Identify each line below that contains the word "TASK", and copy it out.

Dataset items
§ §

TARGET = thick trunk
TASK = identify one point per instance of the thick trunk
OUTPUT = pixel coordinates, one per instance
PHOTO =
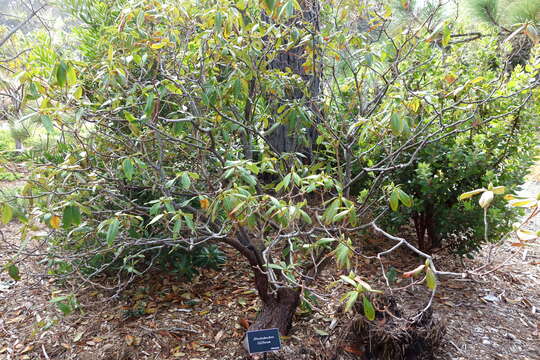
(18, 144)
(280, 305)
(424, 223)
(278, 311)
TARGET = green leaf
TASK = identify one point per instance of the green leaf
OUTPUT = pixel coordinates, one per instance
(71, 76)
(47, 123)
(129, 169)
(61, 74)
(7, 213)
(114, 226)
(352, 296)
(343, 254)
(185, 181)
(404, 198)
(149, 107)
(71, 216)
(431, 280)
(269, 5)
(394, 200)
(331, 211)
(155, 219)
(369, 310)
(397, 123)
(13, 272)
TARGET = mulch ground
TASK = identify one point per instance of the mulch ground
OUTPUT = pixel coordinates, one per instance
(494, 315)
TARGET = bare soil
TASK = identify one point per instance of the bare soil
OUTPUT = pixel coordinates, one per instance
(493, 315)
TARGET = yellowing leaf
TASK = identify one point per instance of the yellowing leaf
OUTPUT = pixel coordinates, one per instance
(205, 203)
(524, 203)
(431, 280)
(414, 272)
(470, 194)
(369, 311)
(486, 199)
(55, 222)
(7, 213)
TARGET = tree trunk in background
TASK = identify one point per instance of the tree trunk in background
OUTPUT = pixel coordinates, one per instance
(285, 139)
(278, 311)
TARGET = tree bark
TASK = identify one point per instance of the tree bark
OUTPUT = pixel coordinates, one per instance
(285, 139)
(278, 311)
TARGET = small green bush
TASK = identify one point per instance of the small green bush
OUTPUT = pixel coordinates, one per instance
(6, 141)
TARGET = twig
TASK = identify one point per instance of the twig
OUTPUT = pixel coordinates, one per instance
(16, 28)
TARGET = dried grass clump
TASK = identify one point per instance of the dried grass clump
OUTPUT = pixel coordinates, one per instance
(392, 335)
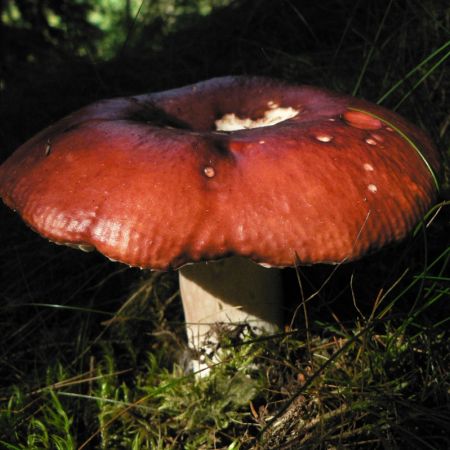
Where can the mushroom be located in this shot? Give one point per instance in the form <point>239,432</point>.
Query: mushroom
<point>228,180</point>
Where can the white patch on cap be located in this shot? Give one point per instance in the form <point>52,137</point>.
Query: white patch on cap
<point>324,138</point>
<point>231,122</point>
<point>209,171</point>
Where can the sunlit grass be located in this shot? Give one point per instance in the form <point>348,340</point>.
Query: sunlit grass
<point>93,354</point>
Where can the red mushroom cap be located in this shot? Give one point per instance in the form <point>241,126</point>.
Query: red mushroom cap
<point>150,181</point>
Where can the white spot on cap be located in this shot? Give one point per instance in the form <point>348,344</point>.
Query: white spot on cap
<point>209,171</point>
<point>371,141</point>
<point>324,138</point>
<point>231,122</point>
<point>377,137</point>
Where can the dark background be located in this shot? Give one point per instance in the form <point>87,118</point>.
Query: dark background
<point>53,60</point>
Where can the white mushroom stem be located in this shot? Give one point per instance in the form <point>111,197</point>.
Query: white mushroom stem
<point>230,291</point>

§ §

EXERCISE RESULT |
TASK = identify one point per instance of the thick trunk
TASK = identify one point per instance of the green leaf
TASK = identify one point per instance of the mulch ground
TASK = identify one point per instance of the bare soil
TASK = identify one point per instance of the yellowing leaf
TASK = identify one point per instance of the tree trunk in background
TASK = identify one point per instance of the tree bark
TASK = identify one point per instance of the small green bush
TASK = identify one point per instance of the twig
TASK = identify one point per instance of the dried grass clump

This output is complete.